- _TAREA 1_
Responde estas preguntas con lo que dice el texto sobre Foucault y la sexualidad:
(a) Además del poder penal, ¿qué poderes menciona como vía para colocar la sexualidad bajo un estatuto de peligrosidad?
(b) ¿A qué estatuto fueron atadas las mujeres por parte de la medicina y la siquiatría?
(c) ¿A través de qué figura ejerce el médico su vigilancia sobre el niño y la niña?
- _TAREA 2_
Continúa el texto sobre Foucault y la sexualidad a partir de su última oración.

- _DOCUMENTO FUENTE_
· · ·
Si se leen estas declaraciones al margen del contexto en el cual se están dando y, en especial, al margen de todo cuanto Foucault llegó a expresar en vida sobre el problema de la relación entre sexualidad, saber, poder y verdad, el pasaje anterior aparece, sin duda, como una defensa cínica, a ultranza, de la pedofilia, apenas enmascarada de cierto intelectualismo y de una serie de argumentos pretendidamente filosóficos. Y la cuestión de fondo es que los hechos no son tan tajantes y ni son tan blancos y negros como ese tipo de argumentación los presenta.
A lo largo de toda su carrera, Foucault fue muy cuidadoso de siempre poner de manifiesto las amenazas que acarreaba el colocar a la sexualidad de las personas bajo un estatuto de peligrosidad, ya fuese por medio del poder penal (esto es, por la vía de su criminalización y su relación con la ley penal) o a través de los poderes médico y siquiátrico (rarificándola y haciendo de la conducta sexual un objeto de intervención por parte de una multiplicidad y una diversidad de instituciones), teniendo como consecuencia la construcción de nuevos dispositivos de vigilancia y de castigo; en suma, teniendo por efecto la instauración de nuevas tecnologías de poder que normalicen ciertos aspectos de ella y anormalicen otros tantos. ¿No fue esa la manera en que la homosexualidad fue construida, por la medicina y la siquiatría, como una enfermedad biológica y, luego, mental? ¿La terapias de conversión no se sustentaron en esa narrativa? ¿La Organización Mundial de la Salud y los principales diccionarios de siquiatría no sancionaron a la homosexualidad justo como esa aberración médica, biológica, sicológica? ¿Y no fueron las mujeres atadas al estatuto de histéricas, por parte de la medicina y la siquiatría, cuando se pensaba que eran frígidas y que necesitaban ser penetradas por un pene y tener más sexo para curarse?
Sobre los niños y las niñas, por ejemplo, este problema lo aterriza Foucault en la visibilización de los nervios profundos de la historia de la sexualidad en Occidente, a través de los cuales es posible percibir el enorme control y la sistemática vigilancia que ejercen la familia (sobre todo el padre y la madre), los docentes (en la escuela) el médico (a través de la figura del pediatra) el confesor (a través de las figuras de autoridad en el cristianismo) el siquiatra (bajo la máscara de esa novedosa rama del saber que comenzó a llamarse salud sexual), etc., sobre el niño y la niña, regulando, interviniendo, constriñendo (pero también explotando, cuando era necesario) la sexualidad de los y las infantes.
· · ·
[Elementos de una fuente de datos]
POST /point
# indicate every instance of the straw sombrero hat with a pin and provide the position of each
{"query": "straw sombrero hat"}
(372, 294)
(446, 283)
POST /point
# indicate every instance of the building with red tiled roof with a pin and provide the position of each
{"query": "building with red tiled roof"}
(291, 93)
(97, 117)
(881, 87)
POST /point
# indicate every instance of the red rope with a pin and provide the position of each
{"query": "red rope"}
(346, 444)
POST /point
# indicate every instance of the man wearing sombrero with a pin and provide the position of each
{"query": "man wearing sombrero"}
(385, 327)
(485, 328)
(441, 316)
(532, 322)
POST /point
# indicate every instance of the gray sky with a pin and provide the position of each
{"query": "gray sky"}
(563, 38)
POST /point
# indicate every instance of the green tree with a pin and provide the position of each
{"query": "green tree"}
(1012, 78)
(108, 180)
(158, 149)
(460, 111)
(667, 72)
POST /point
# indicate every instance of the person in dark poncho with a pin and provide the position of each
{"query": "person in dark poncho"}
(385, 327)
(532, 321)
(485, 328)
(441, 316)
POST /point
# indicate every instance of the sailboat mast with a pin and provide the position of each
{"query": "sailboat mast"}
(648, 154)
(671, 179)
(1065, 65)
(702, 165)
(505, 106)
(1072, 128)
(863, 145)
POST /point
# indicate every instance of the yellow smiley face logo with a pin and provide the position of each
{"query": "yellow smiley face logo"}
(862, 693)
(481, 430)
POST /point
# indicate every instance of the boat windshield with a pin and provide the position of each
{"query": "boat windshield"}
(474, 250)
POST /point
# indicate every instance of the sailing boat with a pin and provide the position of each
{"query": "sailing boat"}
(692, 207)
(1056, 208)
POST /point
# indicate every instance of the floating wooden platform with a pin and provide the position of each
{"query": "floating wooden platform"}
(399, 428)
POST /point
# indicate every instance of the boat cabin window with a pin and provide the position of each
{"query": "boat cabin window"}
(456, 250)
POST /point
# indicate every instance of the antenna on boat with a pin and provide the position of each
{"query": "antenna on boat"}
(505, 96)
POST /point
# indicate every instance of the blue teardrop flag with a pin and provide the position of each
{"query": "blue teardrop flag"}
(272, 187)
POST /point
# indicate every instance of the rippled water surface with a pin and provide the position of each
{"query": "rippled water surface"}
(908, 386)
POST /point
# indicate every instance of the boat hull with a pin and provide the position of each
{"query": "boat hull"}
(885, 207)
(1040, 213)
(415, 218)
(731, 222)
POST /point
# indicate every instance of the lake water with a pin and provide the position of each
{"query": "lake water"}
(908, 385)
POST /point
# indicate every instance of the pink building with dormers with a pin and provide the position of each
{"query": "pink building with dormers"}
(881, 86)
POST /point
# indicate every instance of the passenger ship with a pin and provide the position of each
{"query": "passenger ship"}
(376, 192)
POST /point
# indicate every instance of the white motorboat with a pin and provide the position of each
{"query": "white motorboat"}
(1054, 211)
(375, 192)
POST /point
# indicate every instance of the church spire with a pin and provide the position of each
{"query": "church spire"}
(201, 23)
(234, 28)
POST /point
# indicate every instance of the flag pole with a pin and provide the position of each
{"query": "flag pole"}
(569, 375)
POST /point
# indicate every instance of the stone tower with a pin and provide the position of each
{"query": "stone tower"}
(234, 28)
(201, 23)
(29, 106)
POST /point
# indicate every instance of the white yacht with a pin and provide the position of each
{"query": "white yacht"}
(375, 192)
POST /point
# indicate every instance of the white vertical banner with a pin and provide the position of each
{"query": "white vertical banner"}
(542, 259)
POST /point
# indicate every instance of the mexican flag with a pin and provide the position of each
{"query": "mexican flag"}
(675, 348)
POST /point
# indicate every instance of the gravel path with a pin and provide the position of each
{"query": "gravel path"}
· · ·
- _RESPUESTA DEL EJERCICIO 1_
(a) Los poderes médico y siquiátrico.
(b) Al estatuto de histéricas.
(c) A través de la figura del pediatra.

- _RESPUESTA DEL EJERCICIO 2_
Los controles sobre la autoexploración de sus genitales, la prohibición absoluta de la masturbación en edades tempranas, el ocultamiento de los secretos que acarrea la práctica sexual, la división estricta y la restricción oficiosa del contacto entre niños y niñas en distintos espacios públicos y privados (la casa, la escuela), la imposición y la normalización de ciertas preferencias sexuales (heteronormadas), el adiestramiento de sus mentes para aceptar que el sexo sólo sirve a la procreación y a la reproducción saludable de la especie (proscribiendo toda practica sexual que no tenga por objeto la reproducción biológica), entre tantas otras cuestiones son, para ponerlo simple, algunos de los problemas que Foucault halla en la manera en que el saber sobre la sexualidad en Occidente opera para administrar los placeres de la carne, para decir quiénes son seres normales y quienes anormales, qué mujeres son decentes y pudorosas y qué mujeres son frígidas e histéricas, para establecer quiénes son perversos y perversas y quiénes son seres funcionales; para estatuir, en fin, qué tipo de sexualidad es funciona para la sociedad industrial contemporánea y cuál no.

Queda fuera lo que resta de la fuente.